──────── Document section

Combe says the pressure will be on school nurses to help screen and isolate any students or staff who could be showing symptoms of COVID-19. But not all schools across the country have the ability to do this.

"We're supposed to isolate those students or staff members and does a school have the space or capacity to do that?" says Combe.

According to the Department of Education, there are 98,000 public schools in the United States. The National Association of School Nurses’ research has shown 25% of those schools have no access to a school nurse.

"Not part-time, not one nurse covering multiple schools, just no school nurse," says Combe.

“COVID has revealed to us is that schools are relying heavily on school nurse expertise to guide their procedures and policies moving forward into reopening,” Combe added. “So what do those schools that don’t have a school nurse do?"

Visalia Unified School District in California has about 32,000 students. The district's 12 credentialed school nurses help lead an additional 36 nurses in meeting students' health needs.

"Our health department reached out and identified the 12 school nurses as emergency disaster workers so instead of enjoying a summer vacation, the nurses are working at the health department and helping to monitor COVID," says the district's Director of Health Services Suzie Skadan. Skadan says that extra experience will be helpful when school is back in session.

"They will have this additional experience and hands-on happening so they will know what to do when we come back," says Skadan.

Visalia unified is working closely with their local health department to put every CDC-recommended protocol in place come the fall.

────────────────

__What you need to do__
- a) According to the article on school nurses, what share of U.S. public schools has no access to a school nurse?
- b) Retype the passage of the article on school nurses between "Visalia Unified School" and "back in session.", inclusive.
- c) In the article on school nurses, why are Visalia Unified's 12 credentialed school nurses spending the summer at the health department instead of on vacation?
The listing after the article on school nurses plays no part in what you are asked to do.

──────── Information supplied

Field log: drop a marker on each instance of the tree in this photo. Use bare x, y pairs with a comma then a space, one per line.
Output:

────────────────

__Written responses__
- a) 25% of them.

- b)
Visalia Unified School District in California has about 32,000 students. The district's 12 credentialed school nurses help lead an additional 36 nurses in meeting students' health needs.

"Our health department reached out and identified the 12 school nurses as emergency disaster workers so instead of enjoying a summer vacation, the nurses are working at the health department and helping to monitor COVID," says the district's Director of Health Services Suzie Skadan. Skadan says that extra experience will be helpful when school is back in session.

- c) The health department reached out and identified those 12 school nurses as emergency disaster workers. As a result, they are working at the health department and helping to monitor COVID.